THE EXERCISE:
Print the full listing exactly.

## BEGIN SUPPLIED MATERIAL

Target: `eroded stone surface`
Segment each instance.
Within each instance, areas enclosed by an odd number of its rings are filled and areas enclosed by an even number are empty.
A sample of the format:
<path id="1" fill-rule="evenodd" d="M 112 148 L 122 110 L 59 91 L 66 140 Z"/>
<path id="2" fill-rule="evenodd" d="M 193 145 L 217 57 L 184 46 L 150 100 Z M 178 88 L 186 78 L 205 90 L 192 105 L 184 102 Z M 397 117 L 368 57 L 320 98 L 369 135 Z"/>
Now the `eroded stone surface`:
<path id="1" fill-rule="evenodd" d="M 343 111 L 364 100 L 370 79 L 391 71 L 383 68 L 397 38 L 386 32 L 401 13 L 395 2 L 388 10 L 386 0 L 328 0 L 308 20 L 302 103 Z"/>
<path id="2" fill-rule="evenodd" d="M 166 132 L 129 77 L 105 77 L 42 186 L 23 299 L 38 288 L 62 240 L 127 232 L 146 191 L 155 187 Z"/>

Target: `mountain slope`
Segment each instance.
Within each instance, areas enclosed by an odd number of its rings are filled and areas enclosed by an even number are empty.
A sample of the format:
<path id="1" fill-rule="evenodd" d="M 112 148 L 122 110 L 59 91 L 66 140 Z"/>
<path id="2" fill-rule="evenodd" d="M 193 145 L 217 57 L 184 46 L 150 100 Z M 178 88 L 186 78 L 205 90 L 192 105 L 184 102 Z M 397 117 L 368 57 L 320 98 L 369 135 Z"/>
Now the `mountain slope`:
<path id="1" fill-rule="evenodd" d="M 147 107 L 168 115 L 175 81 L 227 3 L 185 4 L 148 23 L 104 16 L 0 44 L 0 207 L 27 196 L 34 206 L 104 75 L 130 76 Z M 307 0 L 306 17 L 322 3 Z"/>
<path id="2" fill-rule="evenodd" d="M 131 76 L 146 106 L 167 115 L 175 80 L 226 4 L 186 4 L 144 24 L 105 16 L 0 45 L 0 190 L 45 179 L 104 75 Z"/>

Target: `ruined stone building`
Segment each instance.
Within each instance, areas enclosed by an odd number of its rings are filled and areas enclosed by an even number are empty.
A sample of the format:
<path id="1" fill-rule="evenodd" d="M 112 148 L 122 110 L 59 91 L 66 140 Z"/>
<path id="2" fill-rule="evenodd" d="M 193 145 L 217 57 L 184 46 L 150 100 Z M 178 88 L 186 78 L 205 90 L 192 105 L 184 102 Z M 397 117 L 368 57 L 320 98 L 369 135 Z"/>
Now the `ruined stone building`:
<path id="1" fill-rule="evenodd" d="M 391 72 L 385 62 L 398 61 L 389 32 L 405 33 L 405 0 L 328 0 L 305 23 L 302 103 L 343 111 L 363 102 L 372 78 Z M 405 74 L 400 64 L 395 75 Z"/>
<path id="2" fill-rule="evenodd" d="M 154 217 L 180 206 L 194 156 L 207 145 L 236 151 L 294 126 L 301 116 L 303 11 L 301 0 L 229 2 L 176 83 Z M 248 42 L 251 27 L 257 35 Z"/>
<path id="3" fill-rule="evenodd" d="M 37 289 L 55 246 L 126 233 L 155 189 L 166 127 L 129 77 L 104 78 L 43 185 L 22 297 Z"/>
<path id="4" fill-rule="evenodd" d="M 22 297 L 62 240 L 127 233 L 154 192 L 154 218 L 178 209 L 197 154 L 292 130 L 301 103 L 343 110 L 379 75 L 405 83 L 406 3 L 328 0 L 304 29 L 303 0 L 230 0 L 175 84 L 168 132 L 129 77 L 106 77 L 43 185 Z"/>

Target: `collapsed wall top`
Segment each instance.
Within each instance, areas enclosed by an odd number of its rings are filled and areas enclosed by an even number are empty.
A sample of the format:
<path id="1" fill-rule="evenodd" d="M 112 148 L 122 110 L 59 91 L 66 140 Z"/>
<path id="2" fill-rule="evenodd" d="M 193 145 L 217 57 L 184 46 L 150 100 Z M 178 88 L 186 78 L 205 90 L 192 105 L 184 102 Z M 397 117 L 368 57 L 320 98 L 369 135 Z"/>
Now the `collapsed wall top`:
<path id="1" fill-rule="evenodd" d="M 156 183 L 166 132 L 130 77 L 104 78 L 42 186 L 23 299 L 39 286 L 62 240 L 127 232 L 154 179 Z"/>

## END SUPPLIED MATERIAL

RESPONSE:
Target: `eroded stone surface`
Segment each instance.
Within each instance, areas enclosed by an odd number of its rings are filled and areas enclosed by an even number are empty.
A sample of the format:
<path id="1" fill-rule="evenodd" d="M 112 148 L 122 110 L 59 91 L 66 140 Z"/>
<path id="2" fill-rule="evenodd" d="M 193 145 L 217 57 L 184 46 L 150 100 Z M 178 88 L 186 78 L 205 90 L 192 105 L 184 102 Z M 397 117 L 368 57 L 320 98 L 369 135 Z"/>
Now the `eroded stone surface`:
<path id="1" fill-rule="evenodd" d="M 343 111 L 364 100 L 370 79 L 391 71 L 383 68 L 397 38 L 386 32 L 401 13 L 395 2 L 388 10 L 386 0 L 328 0 L 308 20 L 302 103 Z"/>
<path id="2" fill-rule="evenodd" d="M 166 132 L 129 77 L 105 77 L 42 186 L 23 299 L 38 288 L 62 240 L 127 232 L 146 191 L 155 187 Z"/>

Target: `mountain slope`
Segment each instance.
Within each instance, areas enclosed by an odd number of its rings are filled and areas enclosed by an even number are empty.
A sample of the format:
<path id="1" fill-rule="evenodd" d="M 112 148 L 122 110 L 59 91 L 66 140 Z"/>
<path id="2" fill-rule="evenodd" d="M 193 145 L 217 57 L 184 46 L 150 100 Z M 178 88 L 186 78 L 205 90 L 192 105 L 184 102 Z M 397 117 L 368 57 L 320 98 L 369 135 Z"/>
Now the `mountain slope`:
<path id="1" fill-rule="evenodd" d="M 147 107 L 168 115 L 175 81 L 227 3 L 185 4 L 148 23 L 104 16 L 0 44 L 0 207 L 27 196 L 34 206 L 104 75 L 130 76 Z M 307 0 L 306 17 L 322 3 Z"/>
<path id="2" fill-rule="evenodd" d="M 131 76 L 146 106 L 167 115 L 175 80 L 226 4 L 186 4 L 144 24 L 105 16 L 0 45 L 0 190 L 45 179 L 104 75 Z"/>

Target: `ruined stone building`
Segment each instance.
Within each instance, areas enclosed by an odd number of its rings are filled and areas enclosed by an even number are empty.
A sample of the format:
<path id="1" fill-rule="evenodd" d="M 112 148 L 122 110 L 59 91 L 66 140 Z"/>
<path id="2" fill-rule="evenodd" d="M 193 145 L 217 57 L 184 46 L 150 100 Z M 178 88 L 186 78 L 205 90 L 192 105 L 184 102 Z M 397 117 L 368 57 L 320 98 L 369 135 Z"/>
Now the `ruined stone building`:
<path id="1" fill-rule="evenodd" d="M 391 72 L 385 62 L 398 61 L 389 32 L 405 33 L 405 0 L 328 0 L 305 23 L 302 103 L 343 111 L 363 102 L 372 78 Z M 405 74 L 400 64 L 395 75 Z"/>
<path id="2" fill-rule="evenodd" d="M 154 217 L 180 206 L 194 156 L 207 145 L 236 151 L 294 126 L 301 116 L 303 11 L 301 0 L 229 2 L 176 83 Z M 248 42 L 251 27 L 257 35 Z"/>
<path id="3" fill-rule="evenodd" d="M 37 289 L 55 246 L 126 233 L 155 189 L 166 127 L 129 77 L 104 78 L 43 185 L 22 297 Z"/>
<path id="4" fill-rule="evenodd" d="M 22 297 L 62 240 L 127 233 L 154 192 L 154 218 L 178 209 L 197 154 L 292 130 L 301 103 L 343 110 L 379 75 L 405 83 L 406 3 L 328 0 L 304 29 L 303 0 L 230 0 L 175 84 L 168 132 L 129 77 L 106 77 L 43 185 Z"/>

Target: `collapsed wall top`
Segment each instance.
Within each instance, areas enclosed by an odd number of its rings are filled and areas enclosed by an even number are empty.
A sample of the format:
<path id="1" fill-rule="evenodd" d="M 112 148 L 122 110 L 59 91 L 66 140 Z"/>
<path id="2" fill-rule="evenodd" d="M 193 145 L 217 57 L 184 46 L 150 100 Z M 178 88 L 186 78 L 205 90 L 192 105 L 184 102 Z M 397 117 L 368 57 L 320 98 L 369 135 Z"/>
Now the `collapsed wall top`:
<path id="1" fill-rule="evenodd" d="M 156 183 L 166 132 L 130 77 L 104 78 L 42 186 L 23 299 L 39 286 L 62 240 L 127 232 L 154 179 Z"/>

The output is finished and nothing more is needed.